WHAT IS EXPECTED » Find every line below that contains the string "windshield", and copy each of those lines in full. Match case exactly.

◇ ◇ ◇ ◇

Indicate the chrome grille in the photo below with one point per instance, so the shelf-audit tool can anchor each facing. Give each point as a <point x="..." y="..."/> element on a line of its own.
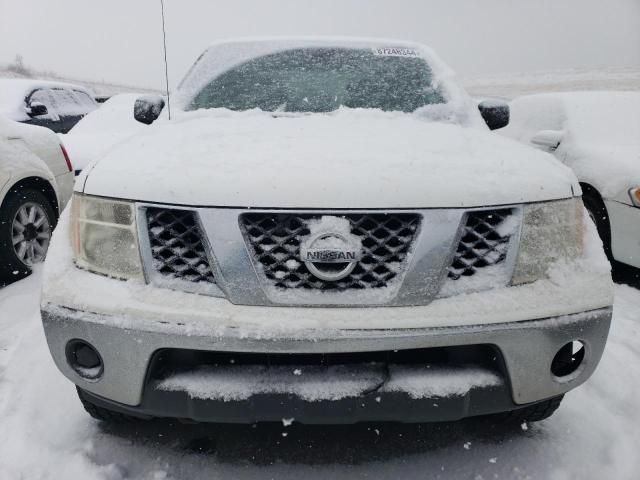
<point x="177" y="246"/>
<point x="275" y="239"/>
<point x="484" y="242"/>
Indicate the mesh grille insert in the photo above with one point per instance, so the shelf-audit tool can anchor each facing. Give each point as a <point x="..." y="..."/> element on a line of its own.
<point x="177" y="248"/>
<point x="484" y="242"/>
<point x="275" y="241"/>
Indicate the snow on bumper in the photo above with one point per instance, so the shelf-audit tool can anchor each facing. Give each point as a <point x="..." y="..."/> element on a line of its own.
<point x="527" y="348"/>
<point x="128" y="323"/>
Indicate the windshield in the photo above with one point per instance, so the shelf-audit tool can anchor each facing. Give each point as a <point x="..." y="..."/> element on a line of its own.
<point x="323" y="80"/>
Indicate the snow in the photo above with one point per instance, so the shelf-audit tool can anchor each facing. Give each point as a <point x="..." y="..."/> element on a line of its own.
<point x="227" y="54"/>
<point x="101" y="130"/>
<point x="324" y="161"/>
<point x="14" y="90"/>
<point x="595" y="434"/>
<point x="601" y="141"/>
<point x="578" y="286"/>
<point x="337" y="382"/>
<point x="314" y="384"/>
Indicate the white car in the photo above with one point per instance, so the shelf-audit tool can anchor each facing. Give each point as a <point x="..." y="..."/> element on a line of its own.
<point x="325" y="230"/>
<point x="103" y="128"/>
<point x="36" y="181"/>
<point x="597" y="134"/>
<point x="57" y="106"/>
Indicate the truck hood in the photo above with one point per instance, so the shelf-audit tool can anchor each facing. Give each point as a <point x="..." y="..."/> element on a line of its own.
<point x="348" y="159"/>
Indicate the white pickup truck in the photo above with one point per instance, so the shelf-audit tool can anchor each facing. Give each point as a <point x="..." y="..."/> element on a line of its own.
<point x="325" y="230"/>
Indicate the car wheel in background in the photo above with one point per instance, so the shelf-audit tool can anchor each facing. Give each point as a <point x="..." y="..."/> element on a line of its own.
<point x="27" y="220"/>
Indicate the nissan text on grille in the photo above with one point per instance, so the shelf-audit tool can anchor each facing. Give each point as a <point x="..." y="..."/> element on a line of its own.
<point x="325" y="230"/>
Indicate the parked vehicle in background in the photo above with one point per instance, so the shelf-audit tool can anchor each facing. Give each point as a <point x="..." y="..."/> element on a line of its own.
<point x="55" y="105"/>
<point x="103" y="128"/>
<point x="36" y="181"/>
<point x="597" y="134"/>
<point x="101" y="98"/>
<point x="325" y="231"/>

◇ ◇ ◇ ◇

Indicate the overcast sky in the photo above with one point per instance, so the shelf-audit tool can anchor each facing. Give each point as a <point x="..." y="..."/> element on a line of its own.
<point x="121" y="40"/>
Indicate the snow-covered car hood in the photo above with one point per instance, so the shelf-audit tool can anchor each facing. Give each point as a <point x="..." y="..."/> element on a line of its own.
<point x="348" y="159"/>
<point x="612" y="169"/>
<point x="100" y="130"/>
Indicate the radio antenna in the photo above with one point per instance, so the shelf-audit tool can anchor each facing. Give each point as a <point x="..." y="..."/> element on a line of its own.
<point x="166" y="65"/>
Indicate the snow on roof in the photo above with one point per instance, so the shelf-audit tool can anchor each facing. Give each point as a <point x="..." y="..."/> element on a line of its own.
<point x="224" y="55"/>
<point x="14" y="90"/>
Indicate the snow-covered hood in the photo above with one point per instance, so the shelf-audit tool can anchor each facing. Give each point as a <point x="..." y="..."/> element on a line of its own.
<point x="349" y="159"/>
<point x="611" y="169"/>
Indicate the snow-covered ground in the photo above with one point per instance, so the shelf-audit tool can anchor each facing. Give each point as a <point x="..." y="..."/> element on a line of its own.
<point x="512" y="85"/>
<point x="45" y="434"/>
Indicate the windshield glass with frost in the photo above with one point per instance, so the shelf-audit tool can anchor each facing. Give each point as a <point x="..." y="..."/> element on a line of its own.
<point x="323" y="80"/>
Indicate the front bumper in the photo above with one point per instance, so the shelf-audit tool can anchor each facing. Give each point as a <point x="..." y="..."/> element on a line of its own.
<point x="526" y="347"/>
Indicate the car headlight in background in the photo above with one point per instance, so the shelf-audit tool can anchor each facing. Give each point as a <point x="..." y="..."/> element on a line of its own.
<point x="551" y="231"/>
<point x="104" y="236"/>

◇ ◇ ◇ ◇

OUTPUT OF THE EXERCISE »
Indicate the windshield in the photo above with one point per instance, so the shelf-audit tool can anchor each facing. Give each point as a <point x="..." y="..."/> element on a line of its own.
Indicate the windshield glass with frost in the photo above with one point per instance, so the shelf-audit tool can anchor each facing. Give each point as a <point x="..." y="..."/> element on a line of its own.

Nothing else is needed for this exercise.